### WORKING DATA
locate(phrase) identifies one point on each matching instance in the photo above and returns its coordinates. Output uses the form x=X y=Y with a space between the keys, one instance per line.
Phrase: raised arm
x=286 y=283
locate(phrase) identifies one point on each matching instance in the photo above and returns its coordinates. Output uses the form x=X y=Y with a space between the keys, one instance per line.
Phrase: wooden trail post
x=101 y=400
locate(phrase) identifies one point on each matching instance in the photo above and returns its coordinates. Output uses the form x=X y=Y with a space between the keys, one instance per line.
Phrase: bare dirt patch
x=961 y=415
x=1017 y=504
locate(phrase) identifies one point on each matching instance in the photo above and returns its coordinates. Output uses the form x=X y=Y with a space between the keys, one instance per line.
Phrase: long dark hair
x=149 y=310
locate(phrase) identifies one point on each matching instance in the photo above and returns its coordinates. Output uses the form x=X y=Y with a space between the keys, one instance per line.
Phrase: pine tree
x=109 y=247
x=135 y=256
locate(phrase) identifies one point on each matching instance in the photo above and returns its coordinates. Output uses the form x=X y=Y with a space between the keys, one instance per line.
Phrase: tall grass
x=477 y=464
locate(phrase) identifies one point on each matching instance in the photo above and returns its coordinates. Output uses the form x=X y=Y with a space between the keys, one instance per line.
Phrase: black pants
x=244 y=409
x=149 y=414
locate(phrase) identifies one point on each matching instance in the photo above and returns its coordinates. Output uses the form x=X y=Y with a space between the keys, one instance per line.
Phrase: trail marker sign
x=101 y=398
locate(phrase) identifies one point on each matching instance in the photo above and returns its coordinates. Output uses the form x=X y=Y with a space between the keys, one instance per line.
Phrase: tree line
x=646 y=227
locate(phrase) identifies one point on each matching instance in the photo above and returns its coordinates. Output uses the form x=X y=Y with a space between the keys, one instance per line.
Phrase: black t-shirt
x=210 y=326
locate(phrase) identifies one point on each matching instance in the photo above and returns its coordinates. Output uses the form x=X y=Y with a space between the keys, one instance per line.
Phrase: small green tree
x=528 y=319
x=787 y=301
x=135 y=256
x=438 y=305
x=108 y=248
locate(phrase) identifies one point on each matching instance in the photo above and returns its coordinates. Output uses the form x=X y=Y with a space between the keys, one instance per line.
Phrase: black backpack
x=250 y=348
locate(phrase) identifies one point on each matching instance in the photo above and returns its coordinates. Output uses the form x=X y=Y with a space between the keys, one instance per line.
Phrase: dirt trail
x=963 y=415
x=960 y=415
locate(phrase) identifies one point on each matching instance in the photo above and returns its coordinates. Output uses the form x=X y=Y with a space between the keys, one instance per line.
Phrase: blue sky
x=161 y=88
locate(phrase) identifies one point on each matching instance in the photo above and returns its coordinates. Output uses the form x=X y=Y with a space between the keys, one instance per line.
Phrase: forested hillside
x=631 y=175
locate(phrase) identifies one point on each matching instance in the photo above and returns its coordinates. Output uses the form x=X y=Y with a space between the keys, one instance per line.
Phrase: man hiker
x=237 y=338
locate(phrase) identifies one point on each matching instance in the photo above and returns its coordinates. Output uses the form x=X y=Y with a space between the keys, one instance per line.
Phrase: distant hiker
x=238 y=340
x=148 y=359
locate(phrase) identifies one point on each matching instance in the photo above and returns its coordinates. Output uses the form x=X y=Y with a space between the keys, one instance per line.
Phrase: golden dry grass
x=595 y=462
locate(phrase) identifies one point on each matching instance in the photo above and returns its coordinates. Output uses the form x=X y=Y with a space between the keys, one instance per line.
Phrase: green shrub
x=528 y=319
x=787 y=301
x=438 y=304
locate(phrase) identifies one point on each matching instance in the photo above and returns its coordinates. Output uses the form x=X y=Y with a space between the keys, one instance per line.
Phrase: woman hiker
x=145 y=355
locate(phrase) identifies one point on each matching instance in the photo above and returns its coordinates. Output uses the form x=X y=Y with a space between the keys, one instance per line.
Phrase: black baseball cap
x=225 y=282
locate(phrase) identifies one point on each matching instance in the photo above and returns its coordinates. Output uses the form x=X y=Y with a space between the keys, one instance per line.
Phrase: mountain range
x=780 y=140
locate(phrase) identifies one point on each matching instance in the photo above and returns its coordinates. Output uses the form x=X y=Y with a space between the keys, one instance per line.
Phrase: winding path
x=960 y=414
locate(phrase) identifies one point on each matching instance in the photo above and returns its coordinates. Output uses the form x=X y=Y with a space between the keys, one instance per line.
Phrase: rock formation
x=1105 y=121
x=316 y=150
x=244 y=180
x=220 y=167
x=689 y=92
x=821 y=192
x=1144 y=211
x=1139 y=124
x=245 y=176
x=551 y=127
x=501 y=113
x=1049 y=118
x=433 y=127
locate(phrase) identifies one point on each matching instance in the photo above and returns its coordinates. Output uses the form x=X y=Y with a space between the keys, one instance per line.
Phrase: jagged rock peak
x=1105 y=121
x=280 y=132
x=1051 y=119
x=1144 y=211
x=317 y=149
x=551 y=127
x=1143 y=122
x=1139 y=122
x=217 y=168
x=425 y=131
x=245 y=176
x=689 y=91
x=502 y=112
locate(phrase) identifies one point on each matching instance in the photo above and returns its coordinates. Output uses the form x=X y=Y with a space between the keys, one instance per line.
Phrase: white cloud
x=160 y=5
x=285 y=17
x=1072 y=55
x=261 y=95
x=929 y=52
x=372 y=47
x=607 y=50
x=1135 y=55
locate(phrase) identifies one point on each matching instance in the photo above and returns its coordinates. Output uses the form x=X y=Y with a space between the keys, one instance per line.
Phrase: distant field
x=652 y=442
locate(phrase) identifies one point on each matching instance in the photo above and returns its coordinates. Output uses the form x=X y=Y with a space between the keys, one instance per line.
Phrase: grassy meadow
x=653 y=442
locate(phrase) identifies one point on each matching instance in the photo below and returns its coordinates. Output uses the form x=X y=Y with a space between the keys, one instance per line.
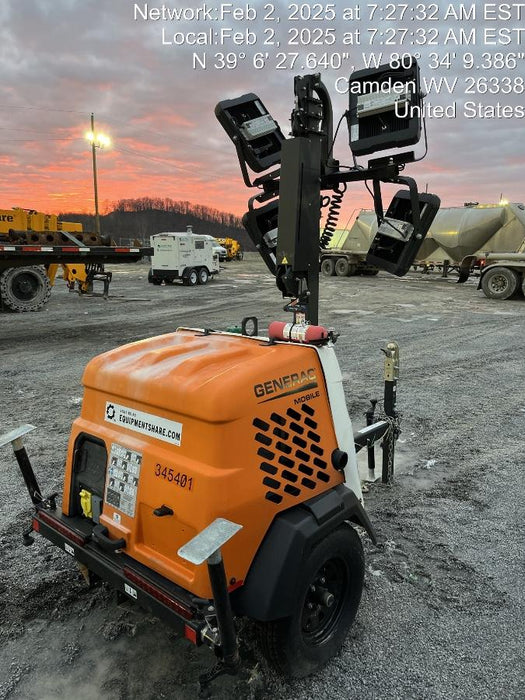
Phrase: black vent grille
x=292 y=458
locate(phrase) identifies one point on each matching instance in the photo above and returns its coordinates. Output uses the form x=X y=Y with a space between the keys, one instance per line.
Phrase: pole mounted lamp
x=97 y=140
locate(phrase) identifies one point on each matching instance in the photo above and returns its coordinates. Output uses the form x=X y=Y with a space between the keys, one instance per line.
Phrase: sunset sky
x=63 y=59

### EXERCISE BRIEF
Rewrite the entire listing above with "instance" swapped for "occurrence" everywhere and nothing else changed. Omit the pictures.

### WORKED SOLUTION
locate(phrase) identifies one point on each matching occurrence in the photo above and returns its coordinates. Output uses the form x=X y=Y with a space between the keys, one occurrence per line.
Phrase: raised arm
x=286 y=283
locate(phrase) identifies one point on each matching occurrence in the photo above and returns its coordinates. Output uses the form x=X y=Y with a space between the keys, one occurrence per line.
Phrase: wooden trail post
x=101 y=400
locate(phrase) identifies one point on each matching occurrence in the photo above and returns its coordinates. Output uses the form x=X y=Y with a space between the keys, one occurrence per line.
Phrase: bare dirt patch
x=961 y=415
x=1017 y=504
locate(phrase) identifies one point on each matching occurrence in the photo above and returns its coordinates. Output uses the form x=X y=Y with a space between the keys, one occurrence per line.
Phrase: long dark hair
x=149 y=310
locate(phrase) identifies one point on each matching occurrence in the photo above and returns its coordinates. Output uses the form x=X y=Y with a space between the keys, one occurrence per line.
Phrase: pine tree
x=109 y=247
x=135 y=256
locate(phrase) identifies one point on each matching occurrence in the photo above and returns its coordinates. Output uses the form x=X y=Y with a space between the keys, one occurrence per line.
Phrase: tall grass
x=477 y=464
locate(phrase) identifies one point on each matching occurrence in the photo above and returns its coordinates. Output uses the form x=X y=Y with a space between the keys, one occurrence per line.
Phrase: black pants
x=244 y=409
x=149 y=414
locate(phrase) identifies one point on each matching occurrence in the photo above and returns its coordinates. Output uses the form x=X y=Y with a space between the keys, one occurrence per line.
Phrase: trail marker sign
x=101 y=398
locate(phrase) identifies one point on each matching occurrence in the photo above and returns its coordinates. Output uses the form x=X y=Y with a space between the keys, one occurrence per line.
Phrase: tree line
x=646 y=227
locate(phrase) identifies one point on each matching occurrence in the photo above and returns its coordinates. Output uses the form x=X y=Y with a space between the keys, one occurrence per line.
Phrase: black t-shirt
x=210 y=326
locate(phrase) identifies one point on each matching occurrence in the photo above and returns its coordinates. Output uses the form x=X y=Y with a space between the keys, one occurrence per line.
Phrase: small green tree
x=528 y=319
x=787 y=301
x=135 y=256
x=438 y=305
x=108 y=248
locate(phrase) identifies one point on each matching occurrence in the photo above and returns its coordinates. Output uses the form x=X y=Y with a space between the keys, one occurrence per line.
Phrase: black backpack
x=250 y=348
locate(phrase) identifies one point on each matching occurrence in the photo above and returns its coordinates. Output uses the form x=X y=Y with a space between the keys, one occurrence per line.
Phrase: dirt trail
x=963 y=415
x=960 y=415
locate(phrase) identifies one point on each matching occurrence in the photo above and returns its coordinates. Output uses the form x=X y=Y with a space between the keys, one occurrence per line.
Phrase: blue sky
x=161 y=88
locate(phrase) identifies one point on each matching occurrence in the photo above and returns its coordinates. Output uses the form x=X y=Y with a space between the keys, one occurrence per line.
Phrase: forested hillside
x=631 y=175
locate(phrase) identifies one point on each matching occurrence in the photo above and returns its coordinates. Output uses the form x=X y=Y with a space between the keys, one occurrence per line.
Phrase: man hiker
x=237 y=338
locate(phrase) identifies one point on each matching occurrence in the photo above and returns its coordinates. Output uses the form x=X y=Y with a space between the keys, one occurrence per line.
Phrase: distant hiker
x=238 y=340
x=148 y=359
locate(phrase) identifies one point on each matching occurrence in the photo above and returns its coordinates. Output uses the form x=X y=Y with a space between the keys, one occurrence per line.
Phrase: golden dry grass
x=595 y=462
locate(phrase) identifies one point on each matching occurrence in the photo above and returns its coordinates. Output uses the form x=X y=Y with a space between the keys, one occurrence per line.
Phrase: green shrub
x=528 y=319
x=787 y=301
x=438 y=304
locate(phrase) identifies one point on each matching occurrence in the photo above and returns its coordinates. Output uses the form x=X y=Y with a space between the keys, one occurrence per line.
Phrase: woman hiker
x=145 y=355
locate(phrase) identifies one point on each matching occurrence in the photo above and returns its coordinates. Output uses the form x=X y=Y with a space between the keys, one occurrence per line.
Phrase: black baseball cap
x=225 y=282
locate(phrase) identifies one point on each matching occurrence in the photo above and returns its coordinates. Output uses the form x=X y=Y with a space between the keys, one occurrence per line.
Phrase: mountain range
x=780 y=140
locate(phrase) identifies one point on each matching occurrence in the photo above and returns its coordinates. Output uses the form x=X y=Y with a space between the keys, one occurrence per line.
Phrase: winding path
x=960 y=414
locate(phrase) identifies one point on each matching occurrence in the photo above and returns its coordinates. Output uses the form x=X y=Y with a space between the keys, one occurrence per line.
Phrase: rock formation
x=1105 y=121
x=316 y=150
x=244 y=180
x=220 y=167
x=689 y=92
x=821 y=192
x=1144 y=211
x=1139 y=124
x=245 y=176
x=551 y=127
x=501 y=113
x=1049 y=118
x=433 y=127
locate(phrase) identifies one point on each matching occurrence in the photo above and returns its coordinates. Output uses the form x=X y=Y with a space between the keys, one occurrence per line.
Phrase: jagged rock peak
x=1105 y=121
x=280 y=132
x=1051 y=119
x=1144 y=211
x=317 y=149
x=551 y=127
x=1143 y=122
x=1139 y=122
x=217 y=168
x=425 y=131
x=245 y=176
x=689 y=91
x=502 y=112
locate(phrase) identifies one point on each matching occurrence in the photo above and returns its coordinates. Output uses the form x=X y=Y with a space between the keys, one occurrence per line.
Phrase: white cloud
x=160 y=5
x=285 y=17
x=1072 y=55
x=261 y=95
x=929 y=52
x=372 y=47
x=607 y=50
x=1135 y=55
locate(phrase) identifies one point on each matching occurrence in the photo above and returns its coordinates. Output uses the form x=X y=Y with a space between the keys, one occurrence per line.
Phrase: distant field
x=652 y=442
locate(phrase) identifies one point on each matching occurrence in the photo above and returns its coordinates. Output uses the form x=X y=Y with a space between the keys, one occurrence per line.
Phrase: grassy meadow
x=653 y=442
locate(phrase) identifies one point on each matching occurrence in the photo below and returns its coordinates. Output uses the form x=X y=Y with a space between the keys, one occurrence per line.
Phrase: black vent grille
x=292 y=458
locate(phrase) identifies one point on each matching occurrence in the photo above and returns its coordinates. Output uses the form x=X y=Y with a space between the keys, one occurrence per line.
Phrase: pole mounted lamp
x=97 y=140
locate(phrase) identifies one point on each matching occurrence in the photo above and returns its coordinates. Output uses the form x=X y=Y with a space between the keys, one occurrence per line.
Phrase: sunset sky
x=63 y=59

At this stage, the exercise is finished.